Dataset records:
+++
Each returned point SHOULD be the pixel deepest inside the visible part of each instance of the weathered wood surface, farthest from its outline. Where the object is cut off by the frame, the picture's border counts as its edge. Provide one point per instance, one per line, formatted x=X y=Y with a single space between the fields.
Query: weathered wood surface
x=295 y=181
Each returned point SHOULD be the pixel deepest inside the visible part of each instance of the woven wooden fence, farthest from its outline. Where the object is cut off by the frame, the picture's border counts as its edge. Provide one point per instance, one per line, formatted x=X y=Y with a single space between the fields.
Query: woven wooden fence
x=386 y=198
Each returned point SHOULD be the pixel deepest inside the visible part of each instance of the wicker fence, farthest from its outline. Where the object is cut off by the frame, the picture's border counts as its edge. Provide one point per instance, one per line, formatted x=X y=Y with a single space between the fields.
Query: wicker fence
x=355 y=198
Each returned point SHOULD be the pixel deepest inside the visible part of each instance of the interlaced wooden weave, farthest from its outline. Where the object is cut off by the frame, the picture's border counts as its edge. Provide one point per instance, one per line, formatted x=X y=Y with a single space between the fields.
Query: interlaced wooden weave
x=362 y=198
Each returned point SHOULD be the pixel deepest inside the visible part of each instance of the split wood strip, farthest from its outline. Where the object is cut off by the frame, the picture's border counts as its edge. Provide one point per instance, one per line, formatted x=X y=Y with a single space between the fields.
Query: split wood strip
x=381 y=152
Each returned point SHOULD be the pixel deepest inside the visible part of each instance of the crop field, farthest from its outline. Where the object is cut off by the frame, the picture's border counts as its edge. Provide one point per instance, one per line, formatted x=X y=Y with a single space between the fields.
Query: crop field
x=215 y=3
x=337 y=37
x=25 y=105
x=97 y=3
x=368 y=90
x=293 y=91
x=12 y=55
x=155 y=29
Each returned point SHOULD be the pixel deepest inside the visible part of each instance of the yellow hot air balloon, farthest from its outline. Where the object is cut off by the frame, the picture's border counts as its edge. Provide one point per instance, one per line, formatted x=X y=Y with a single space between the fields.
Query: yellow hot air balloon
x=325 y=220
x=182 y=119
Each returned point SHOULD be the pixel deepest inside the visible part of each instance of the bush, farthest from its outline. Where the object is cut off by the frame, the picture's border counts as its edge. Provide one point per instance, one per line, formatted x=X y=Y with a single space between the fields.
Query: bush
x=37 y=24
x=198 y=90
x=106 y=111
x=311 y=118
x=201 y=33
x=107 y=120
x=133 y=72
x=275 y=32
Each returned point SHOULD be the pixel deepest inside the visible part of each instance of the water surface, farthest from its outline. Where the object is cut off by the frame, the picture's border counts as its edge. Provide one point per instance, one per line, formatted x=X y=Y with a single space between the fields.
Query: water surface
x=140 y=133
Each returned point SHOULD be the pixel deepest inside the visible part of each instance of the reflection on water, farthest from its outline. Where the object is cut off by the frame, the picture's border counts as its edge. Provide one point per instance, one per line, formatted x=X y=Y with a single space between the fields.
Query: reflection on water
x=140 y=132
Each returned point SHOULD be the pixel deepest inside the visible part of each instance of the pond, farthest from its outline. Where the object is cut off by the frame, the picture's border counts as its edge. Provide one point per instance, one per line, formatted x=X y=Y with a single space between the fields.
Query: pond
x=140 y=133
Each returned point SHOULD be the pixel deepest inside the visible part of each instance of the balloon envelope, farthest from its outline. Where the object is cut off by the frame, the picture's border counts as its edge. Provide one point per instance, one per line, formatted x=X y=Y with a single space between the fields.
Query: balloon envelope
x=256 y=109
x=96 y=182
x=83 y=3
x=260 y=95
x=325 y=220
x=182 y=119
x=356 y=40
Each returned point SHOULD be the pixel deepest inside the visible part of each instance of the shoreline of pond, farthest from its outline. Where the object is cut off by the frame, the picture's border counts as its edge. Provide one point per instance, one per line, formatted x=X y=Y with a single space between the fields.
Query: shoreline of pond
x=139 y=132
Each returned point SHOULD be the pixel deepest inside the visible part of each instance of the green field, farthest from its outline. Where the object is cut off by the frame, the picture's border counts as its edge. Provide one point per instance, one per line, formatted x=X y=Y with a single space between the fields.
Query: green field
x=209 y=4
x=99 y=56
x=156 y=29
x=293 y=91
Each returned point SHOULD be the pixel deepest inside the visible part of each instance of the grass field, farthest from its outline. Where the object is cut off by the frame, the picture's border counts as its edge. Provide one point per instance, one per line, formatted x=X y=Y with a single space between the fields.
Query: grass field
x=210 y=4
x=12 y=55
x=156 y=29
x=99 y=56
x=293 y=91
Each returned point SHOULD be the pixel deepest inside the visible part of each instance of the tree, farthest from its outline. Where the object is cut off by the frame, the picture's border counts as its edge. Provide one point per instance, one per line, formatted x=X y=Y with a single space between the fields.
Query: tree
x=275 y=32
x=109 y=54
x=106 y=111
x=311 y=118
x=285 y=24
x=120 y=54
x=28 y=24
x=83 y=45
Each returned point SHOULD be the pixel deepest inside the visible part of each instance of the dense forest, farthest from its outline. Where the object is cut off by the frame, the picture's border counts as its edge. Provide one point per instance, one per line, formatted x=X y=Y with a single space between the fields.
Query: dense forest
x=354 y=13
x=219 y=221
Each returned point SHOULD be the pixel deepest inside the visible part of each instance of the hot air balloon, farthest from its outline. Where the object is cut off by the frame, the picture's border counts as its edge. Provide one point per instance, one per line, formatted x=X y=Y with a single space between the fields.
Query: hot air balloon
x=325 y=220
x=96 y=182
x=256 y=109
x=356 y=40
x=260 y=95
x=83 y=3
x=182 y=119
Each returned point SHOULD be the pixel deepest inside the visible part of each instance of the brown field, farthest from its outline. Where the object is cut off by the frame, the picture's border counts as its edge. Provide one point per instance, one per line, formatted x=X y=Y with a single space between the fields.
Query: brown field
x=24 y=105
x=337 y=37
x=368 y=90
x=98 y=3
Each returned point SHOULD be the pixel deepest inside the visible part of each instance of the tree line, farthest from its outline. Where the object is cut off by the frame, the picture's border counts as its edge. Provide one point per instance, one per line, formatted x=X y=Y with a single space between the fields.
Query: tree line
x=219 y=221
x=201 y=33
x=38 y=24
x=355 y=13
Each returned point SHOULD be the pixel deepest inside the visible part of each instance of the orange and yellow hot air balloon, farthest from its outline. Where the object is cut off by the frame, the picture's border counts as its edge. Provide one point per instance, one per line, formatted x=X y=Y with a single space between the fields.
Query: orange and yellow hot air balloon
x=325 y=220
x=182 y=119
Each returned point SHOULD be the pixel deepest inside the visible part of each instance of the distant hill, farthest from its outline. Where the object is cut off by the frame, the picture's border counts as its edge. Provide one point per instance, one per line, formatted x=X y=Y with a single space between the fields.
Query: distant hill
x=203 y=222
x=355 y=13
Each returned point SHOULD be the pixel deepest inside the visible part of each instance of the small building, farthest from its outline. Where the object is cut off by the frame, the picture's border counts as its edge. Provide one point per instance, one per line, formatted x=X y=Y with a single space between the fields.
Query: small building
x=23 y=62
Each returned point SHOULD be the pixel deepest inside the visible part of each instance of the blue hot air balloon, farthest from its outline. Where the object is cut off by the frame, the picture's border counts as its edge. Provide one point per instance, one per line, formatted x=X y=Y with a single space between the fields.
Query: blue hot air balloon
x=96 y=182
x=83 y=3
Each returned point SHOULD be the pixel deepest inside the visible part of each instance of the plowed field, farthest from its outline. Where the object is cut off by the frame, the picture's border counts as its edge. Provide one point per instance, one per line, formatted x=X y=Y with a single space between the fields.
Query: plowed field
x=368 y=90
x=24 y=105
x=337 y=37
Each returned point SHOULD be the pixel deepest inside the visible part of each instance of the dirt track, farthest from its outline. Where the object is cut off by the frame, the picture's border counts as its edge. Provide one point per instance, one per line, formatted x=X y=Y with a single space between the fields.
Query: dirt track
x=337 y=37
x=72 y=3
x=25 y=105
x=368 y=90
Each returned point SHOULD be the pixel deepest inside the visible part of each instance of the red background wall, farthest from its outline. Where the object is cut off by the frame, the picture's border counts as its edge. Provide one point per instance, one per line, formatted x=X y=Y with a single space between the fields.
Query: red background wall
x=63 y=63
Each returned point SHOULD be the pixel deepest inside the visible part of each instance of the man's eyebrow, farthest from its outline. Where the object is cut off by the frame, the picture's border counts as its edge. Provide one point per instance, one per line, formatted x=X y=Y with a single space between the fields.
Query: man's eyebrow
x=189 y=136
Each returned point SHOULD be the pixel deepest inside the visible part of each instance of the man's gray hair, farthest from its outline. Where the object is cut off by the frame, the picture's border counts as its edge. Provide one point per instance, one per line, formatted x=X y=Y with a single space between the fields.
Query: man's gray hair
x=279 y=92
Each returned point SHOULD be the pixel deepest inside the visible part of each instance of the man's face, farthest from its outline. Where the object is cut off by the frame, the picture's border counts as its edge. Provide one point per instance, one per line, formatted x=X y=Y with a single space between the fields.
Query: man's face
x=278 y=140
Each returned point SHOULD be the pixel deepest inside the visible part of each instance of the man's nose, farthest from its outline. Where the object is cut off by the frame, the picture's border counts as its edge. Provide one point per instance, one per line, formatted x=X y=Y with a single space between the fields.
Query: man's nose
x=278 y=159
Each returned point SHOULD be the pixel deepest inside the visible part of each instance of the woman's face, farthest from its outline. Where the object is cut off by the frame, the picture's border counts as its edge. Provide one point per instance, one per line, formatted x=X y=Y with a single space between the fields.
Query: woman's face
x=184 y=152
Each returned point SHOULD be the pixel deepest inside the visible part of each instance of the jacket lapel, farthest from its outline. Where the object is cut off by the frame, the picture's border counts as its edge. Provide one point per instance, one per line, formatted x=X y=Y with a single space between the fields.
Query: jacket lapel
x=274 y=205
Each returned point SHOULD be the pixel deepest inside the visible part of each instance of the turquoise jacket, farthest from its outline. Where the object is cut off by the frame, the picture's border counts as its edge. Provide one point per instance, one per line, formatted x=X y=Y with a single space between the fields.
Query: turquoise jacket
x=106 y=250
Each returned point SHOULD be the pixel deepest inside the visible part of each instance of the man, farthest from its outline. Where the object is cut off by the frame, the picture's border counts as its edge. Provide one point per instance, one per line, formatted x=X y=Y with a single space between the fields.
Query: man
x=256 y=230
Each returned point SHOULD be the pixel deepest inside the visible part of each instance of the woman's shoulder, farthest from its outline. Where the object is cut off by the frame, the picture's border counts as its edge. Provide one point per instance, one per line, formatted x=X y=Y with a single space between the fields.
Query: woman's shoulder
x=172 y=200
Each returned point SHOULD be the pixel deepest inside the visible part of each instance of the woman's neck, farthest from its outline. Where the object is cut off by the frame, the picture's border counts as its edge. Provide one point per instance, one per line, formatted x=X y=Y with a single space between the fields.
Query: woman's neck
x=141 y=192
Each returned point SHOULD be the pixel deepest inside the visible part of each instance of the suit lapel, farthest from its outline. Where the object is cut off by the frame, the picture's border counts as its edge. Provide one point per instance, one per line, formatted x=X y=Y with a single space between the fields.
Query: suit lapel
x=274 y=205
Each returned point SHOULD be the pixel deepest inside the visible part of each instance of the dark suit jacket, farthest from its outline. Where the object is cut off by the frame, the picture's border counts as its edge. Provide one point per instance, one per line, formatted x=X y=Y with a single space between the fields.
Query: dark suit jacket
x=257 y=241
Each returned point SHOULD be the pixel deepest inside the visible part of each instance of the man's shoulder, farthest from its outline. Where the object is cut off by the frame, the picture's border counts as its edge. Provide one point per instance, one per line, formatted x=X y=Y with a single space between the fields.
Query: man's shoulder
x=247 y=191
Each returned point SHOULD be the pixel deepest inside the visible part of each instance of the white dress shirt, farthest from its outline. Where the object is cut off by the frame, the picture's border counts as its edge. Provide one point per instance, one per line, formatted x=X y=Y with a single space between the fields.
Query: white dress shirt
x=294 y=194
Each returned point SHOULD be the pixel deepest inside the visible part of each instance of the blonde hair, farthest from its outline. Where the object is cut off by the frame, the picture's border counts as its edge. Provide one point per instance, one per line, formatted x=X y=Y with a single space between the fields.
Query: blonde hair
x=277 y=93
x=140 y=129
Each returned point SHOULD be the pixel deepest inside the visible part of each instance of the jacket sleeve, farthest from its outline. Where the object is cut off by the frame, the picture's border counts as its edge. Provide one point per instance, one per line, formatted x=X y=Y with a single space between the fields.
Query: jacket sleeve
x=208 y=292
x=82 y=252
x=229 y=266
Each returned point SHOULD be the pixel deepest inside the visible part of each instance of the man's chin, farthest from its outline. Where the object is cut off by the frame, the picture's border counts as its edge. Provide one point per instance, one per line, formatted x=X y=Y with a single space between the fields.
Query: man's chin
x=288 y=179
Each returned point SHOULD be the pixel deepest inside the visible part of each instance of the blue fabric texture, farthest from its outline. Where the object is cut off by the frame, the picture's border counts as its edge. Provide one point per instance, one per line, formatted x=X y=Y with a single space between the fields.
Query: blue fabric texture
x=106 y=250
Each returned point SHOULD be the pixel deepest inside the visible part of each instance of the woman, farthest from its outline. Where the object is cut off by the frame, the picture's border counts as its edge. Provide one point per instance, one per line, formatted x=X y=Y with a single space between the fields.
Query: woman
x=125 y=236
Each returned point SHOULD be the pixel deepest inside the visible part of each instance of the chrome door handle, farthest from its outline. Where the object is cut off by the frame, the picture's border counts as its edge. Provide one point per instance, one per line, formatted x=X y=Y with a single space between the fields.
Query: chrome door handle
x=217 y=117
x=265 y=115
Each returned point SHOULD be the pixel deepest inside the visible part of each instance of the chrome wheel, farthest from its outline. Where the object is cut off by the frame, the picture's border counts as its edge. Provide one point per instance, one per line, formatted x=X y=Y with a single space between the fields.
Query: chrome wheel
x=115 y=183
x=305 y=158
+++
Assignment — Repeat exactly the lines from the one containing "Query: blue fabric texture" to the end of the records.

Task response —
Query: blue fabric texture
x=106 y=250
Each returned point SHOULD be the pixel deepest inside the visible part of each instance of the woman, farthest from its outline. Where the object is cut off by the frame, the picture's border counts as its edge. Provide one point per instance, one per line, formatted x=X y=Y with a single space between the fields.
Query: woman
x=125 y=236
Each returned point SHOULD be the pixel deepest inside the visible part of each instance of the chrome door handle, farthest from its outline. Where the object is cut off by the frame, the picture's border counts as its edge. Provide one point per instance, one per line, formatted x=X y=Y with a single space between the fields.
Query: chrome door handle
x=217 y=117
x=265 y=115
Each returned point SHOULD be the pixel deepest inside the visible part of each instance of the chrome wheel, farthest from its outline. Where the object is cut off by the frame, the picture's border counts as its edge. Provide one point per instance, one per line, formatted x=X y=Y with a single space between the fields.
Query: chrome wheel
x=115 y=183
x=305 y=158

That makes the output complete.